TASK BRIEF: Copy out all the entries exactly.

LISTING:
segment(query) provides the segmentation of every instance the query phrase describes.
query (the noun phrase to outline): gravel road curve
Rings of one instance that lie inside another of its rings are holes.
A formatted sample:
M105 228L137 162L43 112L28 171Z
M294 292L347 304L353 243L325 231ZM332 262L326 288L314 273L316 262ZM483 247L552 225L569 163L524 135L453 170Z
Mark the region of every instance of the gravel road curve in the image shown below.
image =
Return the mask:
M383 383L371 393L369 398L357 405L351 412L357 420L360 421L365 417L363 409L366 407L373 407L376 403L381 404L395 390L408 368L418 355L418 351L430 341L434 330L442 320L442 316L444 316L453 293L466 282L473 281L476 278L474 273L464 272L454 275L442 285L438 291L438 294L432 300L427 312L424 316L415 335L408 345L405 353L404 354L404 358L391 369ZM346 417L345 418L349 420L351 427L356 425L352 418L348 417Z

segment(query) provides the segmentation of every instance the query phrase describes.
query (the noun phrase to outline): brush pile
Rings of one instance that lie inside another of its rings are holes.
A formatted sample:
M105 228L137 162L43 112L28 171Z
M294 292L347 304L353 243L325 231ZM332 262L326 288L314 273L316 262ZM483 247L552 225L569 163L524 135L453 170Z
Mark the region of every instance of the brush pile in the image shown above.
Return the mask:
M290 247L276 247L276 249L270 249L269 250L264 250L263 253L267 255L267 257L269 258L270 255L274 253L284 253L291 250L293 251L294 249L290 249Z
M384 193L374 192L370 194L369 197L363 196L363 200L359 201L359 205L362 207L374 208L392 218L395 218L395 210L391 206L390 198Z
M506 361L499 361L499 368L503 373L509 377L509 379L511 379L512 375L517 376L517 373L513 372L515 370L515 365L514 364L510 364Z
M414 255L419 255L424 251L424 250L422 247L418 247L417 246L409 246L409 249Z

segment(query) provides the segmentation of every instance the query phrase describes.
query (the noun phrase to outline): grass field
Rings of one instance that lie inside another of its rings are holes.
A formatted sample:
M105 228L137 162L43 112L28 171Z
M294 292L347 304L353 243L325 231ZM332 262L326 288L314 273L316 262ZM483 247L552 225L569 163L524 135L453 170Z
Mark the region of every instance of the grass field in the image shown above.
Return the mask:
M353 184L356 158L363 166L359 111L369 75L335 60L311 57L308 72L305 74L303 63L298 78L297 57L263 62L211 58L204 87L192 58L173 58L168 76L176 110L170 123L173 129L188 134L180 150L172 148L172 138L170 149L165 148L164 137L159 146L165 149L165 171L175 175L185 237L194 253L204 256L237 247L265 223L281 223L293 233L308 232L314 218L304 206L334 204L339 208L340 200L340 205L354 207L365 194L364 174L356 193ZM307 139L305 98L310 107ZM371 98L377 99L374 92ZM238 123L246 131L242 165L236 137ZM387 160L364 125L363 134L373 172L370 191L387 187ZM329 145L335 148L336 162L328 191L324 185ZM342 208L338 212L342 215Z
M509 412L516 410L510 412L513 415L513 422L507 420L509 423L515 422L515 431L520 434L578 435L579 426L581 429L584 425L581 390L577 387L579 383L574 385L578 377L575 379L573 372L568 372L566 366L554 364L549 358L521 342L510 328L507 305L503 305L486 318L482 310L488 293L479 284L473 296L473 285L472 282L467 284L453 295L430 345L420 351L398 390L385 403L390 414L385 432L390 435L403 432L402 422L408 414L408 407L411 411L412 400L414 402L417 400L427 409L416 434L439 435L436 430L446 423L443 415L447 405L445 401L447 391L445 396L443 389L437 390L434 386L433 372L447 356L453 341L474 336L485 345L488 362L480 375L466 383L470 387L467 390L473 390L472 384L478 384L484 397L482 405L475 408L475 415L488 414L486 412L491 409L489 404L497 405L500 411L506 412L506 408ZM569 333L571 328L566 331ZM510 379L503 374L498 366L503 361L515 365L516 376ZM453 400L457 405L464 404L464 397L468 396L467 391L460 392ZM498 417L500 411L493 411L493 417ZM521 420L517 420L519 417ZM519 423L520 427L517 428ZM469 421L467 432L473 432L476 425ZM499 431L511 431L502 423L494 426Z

RESPONSE BELOW:
segment(query) provides the segmentation of every instance the query phrase describes.
query (the noun phrase to outline): gravel road curve
Rings of one instance that lie inside another of its rings are holes.
A formatted sample:
M105 228L137 162L43 112L28 171Z
M294 292L347 304L353 243L325 231ZM332 262L326 288L314 273L316 262ZM483 247L552 225L569 163L524 135L453 170Z
Mark the region of every instance of the gravel road curve in the image shown below.
image =
Return the mask:
M383 383L371 393L369 398L357 405L351 412L357 420L360 421L365 417L363 409L366 407L373 407L376 403L381 404L395 390L408 368L418 355L418 351L430 341L434 330L442 320L442 316L444 316L453 293L466 282L473 281L476 278L474 273L464 272L454 275L442 285L438 291L438 294L432 300L427 312L424 316L415 335L408 345L405 353L404 354L404 358L391 369ZM346 417L345 418L349 420L351 427L356 425L352 418L348 417Z

segment(query) provides the segmentation of every instance the query phrase describes.
query (the noun phrase to outline): brush pile
Rings of one instance that lie inside another of its rings are holes.
A formatted sample:
M105 228L137 162L43 112L28 171Z
M294 292L347 304L353 243L325 231ZM332 262L326 288L314 273L316 262ZM483 247L552 225L569 163L524 135L453 170Z
Mark the region of every instance of the brush pile in the image shown above.
Return the mask:
M290 247L276 247L276 249L270 249L269 250L264 250L263 253L267 255L267 257L269 258L270 255L274 253L284 253L291 250L293 251L294 249L290 249Z
M384 193L374 192L370 194L369 197L363 196L363 200L359 201L359 205L362 207L374 208L392 218L395 218L395 210L391 206L390 198Z
M506 361L499 361L499 368L503 373L509 377L509 379L511 379L512 375L517 376L517 373L513 372L515 370L515 365L514 364L510 364Z
M414 255L419 255L424 251L424 250L422 247L418 247L417 246L409 246L409 249Z

segment(query) provides the segmentation of every instance the query phrase describes.
query (the noun phrase to outline): grass field
Rings of one instance that lie inside another of its rings are holes.
A formatted sample:
M105 228L137 162L43 112L28 171Z
M294 292L347 304L353 243L325 231ZM332 262L326 288L314 273L316 262ZM483 247L552 225L569 163L524 135L453 170Z
Mark the region of every instance of the grass field in the image shown above.
Return the mask:
M353 184L356 158L363 166L359 111L369 75L335 60L311 57L308 72L305 74L303 63L298 78L297 57L263 62L211 58L204 87L192 58L173 58L168 76L176 110L170 123L173 129L188 134L180 150L172 148L172 138L170 149L165 148L164 137L159 146L165 149L165 171L175 175L185 237L194 253L204 256L237 247L265 223L281 223L293 233L308 232L314 218L304 206L334 204L339 208L340 200L340 205L354 207L365 194L364 174L356 193ZM307 139L305 98L310 107ZM371 98L377 99L374 92ZM238 123L246 131L242 165L236 137ZM387 160L364 125L363 134L373 172L370 191L387 187ZM329 145L335 148L336 162L328 191L324 185ZM342 208L338 212L342 215Z
M509 412L516 410L510 412L513 415L513 422L507 420L509 423L515 422L515 431L520 434L578 435L579 426L581 429L584 425L581 390L577 387L579 383L574 385L578 377L575 379L573 372L568 372L566 366L554 364L549 358L521 342L510 328L507 305L503 305L486 318L482 310L488 293L479 284L473 296L473 285L472 282L467 284L453 295L430 345L420 351L398 390L385 403L390 414L385 432L390 435L403 432L402 422L408 414L408 407L411 411L412 400L414 402L417 400L427 409L416 434L439 435L436 430L446 423L443 415L447 405L445 401L447 391L445 396L443 389L437 390L434 386L433 372L447 356L453 341L474 336L485 345L488 362L480 375L466 383L470 387L467 390L473 390L472 384L478 384L484 397L482 405L475 408L475 415L488 414L486 412L491 409L489 404L497 405L500 411L506 412L506 408ZM569 333L571 328L566 331ZM510 379L503 374L498 366L503 361L515 365L516 376ZM453 400L457 405L464 404L464 397L468 396L467 391L460 392ZM498 417L500 411L493 411L493 417ZM521 420L517 420L519 417ZM519 423L520 427L517 428ZM469 421L467 432L473 432L476 425ZM499 431L511 431L502 423L494 426Z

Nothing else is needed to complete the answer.